START DATA SHOWN

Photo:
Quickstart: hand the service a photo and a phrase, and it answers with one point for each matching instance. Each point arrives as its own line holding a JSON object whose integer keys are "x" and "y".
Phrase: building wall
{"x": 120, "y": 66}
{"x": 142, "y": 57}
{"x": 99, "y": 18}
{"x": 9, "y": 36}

END DATA SHOWN

> WHAT TO DO
Transcribe the entries exactly.

> FINISHED TASK
Photo:
Quickstart: hand the service a photo and a phrase, and it answers with one point for each matching instance. Each point arrives as its own line holding a JSON object whose integer keys are "x" and "y".
Phrase: building wall
{"x": 120, "y": 66}
{"x": 142, "y": 57}
{"x": 99, "y": 18}
{"x": 9, "y": 36}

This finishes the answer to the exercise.